**Exercise details:**
In the data below, reproduce without change every line from the one containing "Mark the front grille" through the one containing "pixel 530 449", including both of those lines.
╔══
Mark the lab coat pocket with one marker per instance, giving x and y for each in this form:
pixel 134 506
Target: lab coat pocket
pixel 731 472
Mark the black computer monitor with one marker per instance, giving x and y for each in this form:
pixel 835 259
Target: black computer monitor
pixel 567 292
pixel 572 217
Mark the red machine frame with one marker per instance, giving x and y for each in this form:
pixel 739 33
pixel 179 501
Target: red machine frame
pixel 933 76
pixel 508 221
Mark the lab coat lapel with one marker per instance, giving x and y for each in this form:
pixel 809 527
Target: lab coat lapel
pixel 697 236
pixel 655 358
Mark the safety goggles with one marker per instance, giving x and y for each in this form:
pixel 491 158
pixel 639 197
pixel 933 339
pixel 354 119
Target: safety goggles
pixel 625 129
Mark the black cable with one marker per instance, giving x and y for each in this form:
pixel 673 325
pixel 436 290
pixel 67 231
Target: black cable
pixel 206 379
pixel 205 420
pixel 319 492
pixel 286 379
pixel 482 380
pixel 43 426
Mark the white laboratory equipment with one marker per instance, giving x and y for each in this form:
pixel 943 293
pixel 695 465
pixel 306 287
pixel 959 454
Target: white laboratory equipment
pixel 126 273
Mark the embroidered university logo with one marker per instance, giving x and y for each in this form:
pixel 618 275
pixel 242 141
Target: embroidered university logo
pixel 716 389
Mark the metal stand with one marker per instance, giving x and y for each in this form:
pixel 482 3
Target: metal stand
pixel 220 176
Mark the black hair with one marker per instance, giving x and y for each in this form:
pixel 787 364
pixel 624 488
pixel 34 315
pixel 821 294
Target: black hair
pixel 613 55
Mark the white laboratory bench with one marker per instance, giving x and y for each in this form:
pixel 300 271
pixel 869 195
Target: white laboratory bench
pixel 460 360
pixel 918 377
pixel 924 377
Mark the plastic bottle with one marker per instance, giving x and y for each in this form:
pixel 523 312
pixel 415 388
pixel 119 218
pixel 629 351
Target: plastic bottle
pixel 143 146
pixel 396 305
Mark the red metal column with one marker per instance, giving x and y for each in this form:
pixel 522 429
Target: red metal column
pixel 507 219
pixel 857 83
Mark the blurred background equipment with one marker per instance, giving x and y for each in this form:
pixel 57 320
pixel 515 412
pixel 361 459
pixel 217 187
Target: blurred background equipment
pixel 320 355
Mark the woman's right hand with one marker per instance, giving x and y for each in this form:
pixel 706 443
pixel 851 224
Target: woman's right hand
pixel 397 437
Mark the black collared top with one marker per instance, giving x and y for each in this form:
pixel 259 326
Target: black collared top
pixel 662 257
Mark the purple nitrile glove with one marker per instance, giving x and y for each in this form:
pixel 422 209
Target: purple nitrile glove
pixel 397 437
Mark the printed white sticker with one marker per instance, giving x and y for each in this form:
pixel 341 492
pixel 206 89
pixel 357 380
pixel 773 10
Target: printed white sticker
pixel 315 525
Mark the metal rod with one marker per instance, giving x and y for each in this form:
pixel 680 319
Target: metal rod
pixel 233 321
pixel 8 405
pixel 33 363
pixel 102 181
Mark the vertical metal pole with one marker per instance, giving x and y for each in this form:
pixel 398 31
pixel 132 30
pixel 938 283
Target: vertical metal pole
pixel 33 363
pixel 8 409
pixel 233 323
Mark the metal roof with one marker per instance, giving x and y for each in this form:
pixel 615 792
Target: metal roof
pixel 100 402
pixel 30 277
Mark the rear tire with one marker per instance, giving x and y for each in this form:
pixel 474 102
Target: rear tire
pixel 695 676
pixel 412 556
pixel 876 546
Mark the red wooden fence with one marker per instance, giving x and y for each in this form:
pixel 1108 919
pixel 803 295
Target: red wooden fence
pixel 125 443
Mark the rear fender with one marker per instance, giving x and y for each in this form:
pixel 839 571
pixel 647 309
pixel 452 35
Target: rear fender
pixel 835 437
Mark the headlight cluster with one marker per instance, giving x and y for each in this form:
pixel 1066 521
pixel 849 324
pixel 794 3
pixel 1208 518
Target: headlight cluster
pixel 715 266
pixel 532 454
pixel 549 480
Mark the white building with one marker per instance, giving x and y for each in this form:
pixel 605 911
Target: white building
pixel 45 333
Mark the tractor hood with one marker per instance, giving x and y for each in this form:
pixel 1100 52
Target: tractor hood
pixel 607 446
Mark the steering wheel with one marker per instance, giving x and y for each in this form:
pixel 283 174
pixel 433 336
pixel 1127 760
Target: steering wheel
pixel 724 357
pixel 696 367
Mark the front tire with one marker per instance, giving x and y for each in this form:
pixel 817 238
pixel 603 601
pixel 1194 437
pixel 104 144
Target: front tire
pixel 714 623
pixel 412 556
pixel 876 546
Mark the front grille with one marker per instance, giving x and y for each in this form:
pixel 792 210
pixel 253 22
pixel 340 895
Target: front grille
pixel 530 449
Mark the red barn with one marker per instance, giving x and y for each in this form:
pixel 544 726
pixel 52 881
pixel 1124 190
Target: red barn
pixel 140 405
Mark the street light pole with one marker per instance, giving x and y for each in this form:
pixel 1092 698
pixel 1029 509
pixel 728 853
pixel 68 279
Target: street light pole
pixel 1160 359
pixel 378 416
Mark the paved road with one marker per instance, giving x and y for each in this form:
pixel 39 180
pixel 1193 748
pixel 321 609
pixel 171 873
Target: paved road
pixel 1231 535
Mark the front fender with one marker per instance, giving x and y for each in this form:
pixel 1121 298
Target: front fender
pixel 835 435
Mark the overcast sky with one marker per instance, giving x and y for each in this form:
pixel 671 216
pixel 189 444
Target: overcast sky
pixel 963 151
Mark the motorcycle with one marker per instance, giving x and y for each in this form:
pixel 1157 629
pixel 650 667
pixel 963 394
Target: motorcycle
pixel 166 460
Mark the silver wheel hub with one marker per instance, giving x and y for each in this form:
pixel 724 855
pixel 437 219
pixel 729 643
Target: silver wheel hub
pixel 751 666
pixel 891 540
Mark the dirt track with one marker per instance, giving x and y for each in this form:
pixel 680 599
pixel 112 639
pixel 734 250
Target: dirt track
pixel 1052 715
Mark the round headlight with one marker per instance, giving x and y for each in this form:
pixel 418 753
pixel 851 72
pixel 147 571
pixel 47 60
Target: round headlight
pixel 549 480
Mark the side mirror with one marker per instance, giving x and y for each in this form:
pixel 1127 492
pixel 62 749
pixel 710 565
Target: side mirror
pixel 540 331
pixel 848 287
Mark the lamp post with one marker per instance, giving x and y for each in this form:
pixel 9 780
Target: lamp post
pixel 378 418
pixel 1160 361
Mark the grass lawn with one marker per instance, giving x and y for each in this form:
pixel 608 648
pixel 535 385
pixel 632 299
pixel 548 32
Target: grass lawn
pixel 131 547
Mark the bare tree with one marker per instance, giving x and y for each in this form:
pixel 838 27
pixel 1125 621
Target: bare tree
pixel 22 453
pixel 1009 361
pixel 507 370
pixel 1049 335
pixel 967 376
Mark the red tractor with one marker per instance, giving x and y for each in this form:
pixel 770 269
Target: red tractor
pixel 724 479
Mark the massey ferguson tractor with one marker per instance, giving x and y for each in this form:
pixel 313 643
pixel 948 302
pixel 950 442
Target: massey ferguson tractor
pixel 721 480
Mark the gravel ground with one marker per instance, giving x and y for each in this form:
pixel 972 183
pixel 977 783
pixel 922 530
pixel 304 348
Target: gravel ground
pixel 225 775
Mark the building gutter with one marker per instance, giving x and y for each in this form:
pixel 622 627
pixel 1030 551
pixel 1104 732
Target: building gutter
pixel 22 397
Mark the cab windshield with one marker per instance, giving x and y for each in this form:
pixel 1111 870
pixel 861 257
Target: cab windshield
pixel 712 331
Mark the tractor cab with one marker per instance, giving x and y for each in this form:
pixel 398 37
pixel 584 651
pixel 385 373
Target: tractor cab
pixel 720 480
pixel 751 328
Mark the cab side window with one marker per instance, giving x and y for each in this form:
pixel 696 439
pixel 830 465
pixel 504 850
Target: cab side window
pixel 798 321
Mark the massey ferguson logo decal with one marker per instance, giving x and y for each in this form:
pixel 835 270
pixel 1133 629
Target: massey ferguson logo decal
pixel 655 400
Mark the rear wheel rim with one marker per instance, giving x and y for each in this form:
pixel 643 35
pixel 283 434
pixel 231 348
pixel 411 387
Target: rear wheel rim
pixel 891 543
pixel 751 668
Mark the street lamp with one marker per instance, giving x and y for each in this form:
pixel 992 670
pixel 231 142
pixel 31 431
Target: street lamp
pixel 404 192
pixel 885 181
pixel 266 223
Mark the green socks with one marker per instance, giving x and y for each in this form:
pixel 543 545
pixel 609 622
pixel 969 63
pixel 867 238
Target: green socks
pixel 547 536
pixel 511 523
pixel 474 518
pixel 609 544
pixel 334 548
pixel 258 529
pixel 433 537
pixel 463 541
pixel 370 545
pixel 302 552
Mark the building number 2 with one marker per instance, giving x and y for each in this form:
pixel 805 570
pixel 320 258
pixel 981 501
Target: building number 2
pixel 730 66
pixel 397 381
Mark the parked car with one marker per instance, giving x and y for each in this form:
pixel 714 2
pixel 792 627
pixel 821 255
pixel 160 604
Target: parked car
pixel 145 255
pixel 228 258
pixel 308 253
╚══
**Solution for this problem:**
Mark the front grille with one marker per instance, giving x and y for each in this form:
pixel 792 210
pixel 253 22
pixel 340 895
Target: front grille
pixel 530 449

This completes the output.